Excerpt from a dataset
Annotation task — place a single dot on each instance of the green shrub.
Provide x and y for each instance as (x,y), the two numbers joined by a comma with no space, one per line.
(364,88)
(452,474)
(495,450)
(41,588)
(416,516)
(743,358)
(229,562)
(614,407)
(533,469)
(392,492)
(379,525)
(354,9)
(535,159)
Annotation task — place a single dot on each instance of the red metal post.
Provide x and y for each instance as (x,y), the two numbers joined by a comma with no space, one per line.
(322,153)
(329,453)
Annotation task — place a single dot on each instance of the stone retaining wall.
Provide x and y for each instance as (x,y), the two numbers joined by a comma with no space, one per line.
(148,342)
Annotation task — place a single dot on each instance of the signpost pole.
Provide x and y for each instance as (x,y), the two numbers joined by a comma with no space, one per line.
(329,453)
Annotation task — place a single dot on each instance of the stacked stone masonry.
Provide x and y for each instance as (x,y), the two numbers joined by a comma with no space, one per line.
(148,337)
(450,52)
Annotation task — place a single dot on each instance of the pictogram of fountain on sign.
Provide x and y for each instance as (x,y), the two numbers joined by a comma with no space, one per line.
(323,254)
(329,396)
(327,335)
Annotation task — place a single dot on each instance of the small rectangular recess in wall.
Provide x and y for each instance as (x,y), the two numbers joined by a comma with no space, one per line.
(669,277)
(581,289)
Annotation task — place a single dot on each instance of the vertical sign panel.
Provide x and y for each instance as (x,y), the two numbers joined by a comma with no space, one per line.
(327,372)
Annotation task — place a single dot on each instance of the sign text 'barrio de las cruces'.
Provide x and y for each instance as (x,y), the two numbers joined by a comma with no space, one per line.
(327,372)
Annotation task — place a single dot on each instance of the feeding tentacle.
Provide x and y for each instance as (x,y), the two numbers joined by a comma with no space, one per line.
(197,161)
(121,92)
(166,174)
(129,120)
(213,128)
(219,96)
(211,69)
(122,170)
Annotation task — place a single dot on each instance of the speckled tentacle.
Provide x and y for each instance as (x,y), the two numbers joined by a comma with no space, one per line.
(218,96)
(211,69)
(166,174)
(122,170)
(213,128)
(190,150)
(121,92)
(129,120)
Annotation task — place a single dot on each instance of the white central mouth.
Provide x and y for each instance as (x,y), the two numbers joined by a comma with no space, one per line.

> Work to do
Reproduce every item above, from the first to the last, without changing a single character.

> Task response
Annotation task — place a single dot on each instance of the green shrub.
Provide x and y for each instance as (x,y), the two numbers joined by a comma with no space, one per line.
(364,88)
(452,474)
(495,450)
(41,588)
(416,516)
(743,358)
(229,562)
(614,407)
(533,469)
(392,492)
(379,525)
(354,9)
(535,159)
Annotation task — place a single dot on each instance of the red metal post.
Provide x and y for each instance as (x,y), the two numbers joined by a comma with no space, one per line.
(322,153)
(329,453)
Annotation task — place a single dot on each instance of the stone retaining wall.
Provide x and y for each instance as (x,y), the two numbers joined by a comma with no space, one per line.
(148,342)
Annotation task — place a single dot on each instance of the signpost pole.
Provide x and y for each instance as (x,y), the two numbers joined by a comma with no space, one per line.
(329,453)
Annotation task — place a single dot on each instance of the stacked stone masonry.
Provide x and y for each instance as (x,y), the two numbers joined by a comma with no space, one per line.
(148,337)
(450,52)
Annotation task — place a single dot on each instance of the pictogram of fountain on sign.
Provide x and y for each instance as (x,y), the two numbers joined by a comma with no space, one per line.
(323,254)
(329,396)
(327,335)
Annotation task — place a single dot on each instance of the small rectangular recess in wall.
Provide x and y for each instance as (x,y), the two numbers joined by a comma with no space, one per line.
(669,277)
(581,289)
Annotation task — place a single dot on each instance of the vertical sign panel.
Provide x and y for each instance as (x,y), the two numbers joined by a comma with no space, one per line.
(327,372)
Annotation task — place a single dot on each instance of the sign text 'barrio de las cruces'.
Provide x and y for each instance as (x,y), the two numbers joined by a comma with no space, one per line.
(327,372)
Annotation task — place a single dot on each instance of the feeding tentacle.
Provide x and y for each instance as (x,y), the two numbers joined by a comma with no space, one per line.
(197,161)
(121,92)
(166,174)
(129,120)
(213,128)
(219,96)
(211,69)
(122,170)
Annotation task — place a single dot on each instance of the speckled tentacle.
Provide x and y for each instance as (x,y), the two numbers joined by a comma with no space, one per line.
(218,96)
(211,69)
(166,174)
(122,170)
(213,128)
(190,150)
(121,92)
(129,120)
Annotation task — place a single dot on each instance of the white central mouth.
Provide x and y for each instance as (x,y), the two numbers joined by a comma with no space, one per line.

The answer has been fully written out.